## Input rows
■ ■ ■

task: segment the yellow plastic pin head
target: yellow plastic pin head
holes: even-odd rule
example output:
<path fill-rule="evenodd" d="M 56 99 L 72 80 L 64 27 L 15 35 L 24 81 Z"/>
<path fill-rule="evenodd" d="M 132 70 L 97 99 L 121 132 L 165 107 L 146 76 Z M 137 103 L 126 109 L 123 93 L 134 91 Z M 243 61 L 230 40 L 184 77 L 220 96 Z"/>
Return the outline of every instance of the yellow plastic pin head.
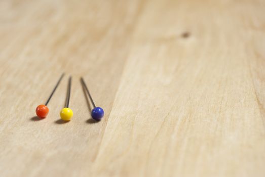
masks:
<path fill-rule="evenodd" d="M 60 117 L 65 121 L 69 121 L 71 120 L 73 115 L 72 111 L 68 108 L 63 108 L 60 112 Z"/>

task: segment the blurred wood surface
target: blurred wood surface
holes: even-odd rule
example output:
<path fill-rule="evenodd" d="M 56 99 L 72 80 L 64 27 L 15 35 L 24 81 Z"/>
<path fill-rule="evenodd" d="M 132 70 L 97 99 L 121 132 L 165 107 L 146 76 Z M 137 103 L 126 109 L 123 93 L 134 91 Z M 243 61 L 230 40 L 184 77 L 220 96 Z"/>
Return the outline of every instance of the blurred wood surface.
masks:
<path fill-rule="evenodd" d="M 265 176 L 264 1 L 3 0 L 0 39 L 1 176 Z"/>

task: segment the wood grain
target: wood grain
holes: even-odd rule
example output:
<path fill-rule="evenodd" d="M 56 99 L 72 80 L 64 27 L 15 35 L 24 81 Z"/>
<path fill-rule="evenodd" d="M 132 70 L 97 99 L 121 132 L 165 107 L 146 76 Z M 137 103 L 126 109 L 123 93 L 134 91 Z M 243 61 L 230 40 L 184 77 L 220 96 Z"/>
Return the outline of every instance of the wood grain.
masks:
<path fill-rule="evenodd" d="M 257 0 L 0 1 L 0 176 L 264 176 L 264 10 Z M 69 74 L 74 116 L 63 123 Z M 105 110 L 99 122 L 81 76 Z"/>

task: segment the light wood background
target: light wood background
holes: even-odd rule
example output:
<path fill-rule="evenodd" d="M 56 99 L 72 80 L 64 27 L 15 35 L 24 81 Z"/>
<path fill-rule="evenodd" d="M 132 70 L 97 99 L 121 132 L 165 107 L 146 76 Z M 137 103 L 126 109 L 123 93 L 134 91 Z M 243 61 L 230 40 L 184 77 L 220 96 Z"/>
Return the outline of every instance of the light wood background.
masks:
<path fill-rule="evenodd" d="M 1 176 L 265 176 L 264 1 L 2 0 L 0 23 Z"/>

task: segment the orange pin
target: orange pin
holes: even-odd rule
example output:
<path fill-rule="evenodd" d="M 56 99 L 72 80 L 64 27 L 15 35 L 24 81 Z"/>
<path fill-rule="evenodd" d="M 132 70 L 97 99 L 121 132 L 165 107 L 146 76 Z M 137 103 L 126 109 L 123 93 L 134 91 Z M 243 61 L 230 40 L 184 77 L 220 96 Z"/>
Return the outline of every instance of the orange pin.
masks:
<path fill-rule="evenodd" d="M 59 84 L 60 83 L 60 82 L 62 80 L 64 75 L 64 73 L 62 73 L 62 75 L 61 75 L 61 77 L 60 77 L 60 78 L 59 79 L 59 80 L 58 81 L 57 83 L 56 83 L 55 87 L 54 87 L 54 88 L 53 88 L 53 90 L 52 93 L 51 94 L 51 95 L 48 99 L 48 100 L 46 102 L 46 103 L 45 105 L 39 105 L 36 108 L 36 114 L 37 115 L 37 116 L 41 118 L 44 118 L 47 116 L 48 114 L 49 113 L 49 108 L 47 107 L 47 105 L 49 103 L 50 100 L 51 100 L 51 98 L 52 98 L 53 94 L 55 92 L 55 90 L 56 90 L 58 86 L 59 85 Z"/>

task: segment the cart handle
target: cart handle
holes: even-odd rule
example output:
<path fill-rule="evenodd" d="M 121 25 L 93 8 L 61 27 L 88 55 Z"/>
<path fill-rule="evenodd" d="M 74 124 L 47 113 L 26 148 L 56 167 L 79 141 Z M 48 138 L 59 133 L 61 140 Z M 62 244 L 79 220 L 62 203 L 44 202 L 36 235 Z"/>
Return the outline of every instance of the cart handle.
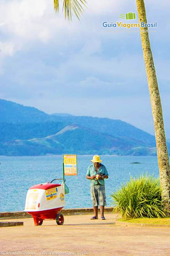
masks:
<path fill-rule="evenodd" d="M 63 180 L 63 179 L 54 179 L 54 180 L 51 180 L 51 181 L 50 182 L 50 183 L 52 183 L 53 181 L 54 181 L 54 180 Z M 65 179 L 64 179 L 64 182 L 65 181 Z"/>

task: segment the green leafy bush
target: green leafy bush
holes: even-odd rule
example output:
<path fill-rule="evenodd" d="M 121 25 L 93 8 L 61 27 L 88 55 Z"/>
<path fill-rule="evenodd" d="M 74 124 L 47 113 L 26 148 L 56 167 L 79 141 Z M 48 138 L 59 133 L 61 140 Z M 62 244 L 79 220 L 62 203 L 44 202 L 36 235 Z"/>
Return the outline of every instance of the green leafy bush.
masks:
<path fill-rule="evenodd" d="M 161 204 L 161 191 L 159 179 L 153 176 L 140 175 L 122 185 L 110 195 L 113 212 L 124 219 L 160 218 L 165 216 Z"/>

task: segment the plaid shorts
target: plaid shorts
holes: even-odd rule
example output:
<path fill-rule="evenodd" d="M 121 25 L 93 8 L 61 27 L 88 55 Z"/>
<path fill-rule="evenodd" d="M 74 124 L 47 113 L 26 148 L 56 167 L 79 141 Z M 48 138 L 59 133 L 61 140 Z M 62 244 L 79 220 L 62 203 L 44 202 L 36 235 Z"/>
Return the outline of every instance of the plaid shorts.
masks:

■ ■ ■

Where the line containing "task: segment the cart handle" appears above, start there and set down each line exactly through the last line of the data; leave out every picture.

## Exercise solution
task: segment the cart handle
target: cart handle
holes: even-odd rule
example output:
<path fill-rule="evenodd" d="M 121 25 L 93 8 L 61 27 L 88 55 Z"/>
<path fill-rule="evenodd" d="M 74 124 L 47 113 L 26 148 L 56 167 L 79 141 Z M 48 138 L 59 133 L 61 140 Z M 62 244 L 79 220 L 62 203 L 44 202 L 36 235 Z"/>
Return the outline of every instance of the cart handle.
masks:
<path fill-rule="evenodd" d="M 63 180 L 63 179 L 54 179 L 54 180 L 51 180 L 51 181 L 50 182 L 50 183 L 52 183 L 53 181 L 54 181 L 54 180 Z M 65 179 L 64 179 L 64 182 L 65 181 Z"/>

task: segment the green leafy bush
target: green leafy bush
holes: even-odd rule
example output:
<path fill-rule="evenodd" d="M 121 25 L 93 8 L 61 27 L 88 55 Z"/>
<path fill-rule="evenodd" d="M 74 124 L 47 113 L 26 148 L 56 167 L 79 141 Z M 48 138 L 59 133 L 61 140 Z M 62 244 L 79 220 L 62 203 L 44 202 L 36 235 Z"/>
Return the outline of every instance of the green leafy bush.
masks:
<path fill-rule="evenodd" d="M 161 204 L 161 191 L 159 179 L 153 176 L 140 175 L 122 185 L 110 195 L 113 212 L 124 219 L 160 218 L 165 216 Z"/>

task: segment the plaid shorts
target: plaid shorts
holes: even-odd rule
example output:
<path fill-rule="evenodd" d="M 121 25 L 93 8 L 61 27 L 88 55 Z"/>
<path fill-rule="evenodd" d="M 74 124 L 47 113 L 26 148 L 56 167 L 79 141 Z M 48 138 L 59 133 L 61 140 Z M 62 244 L 79 220 L 62 203 L 44 202 L 36 235 Z"/>
Return the outline of every instance of the plaid shorts.
masks:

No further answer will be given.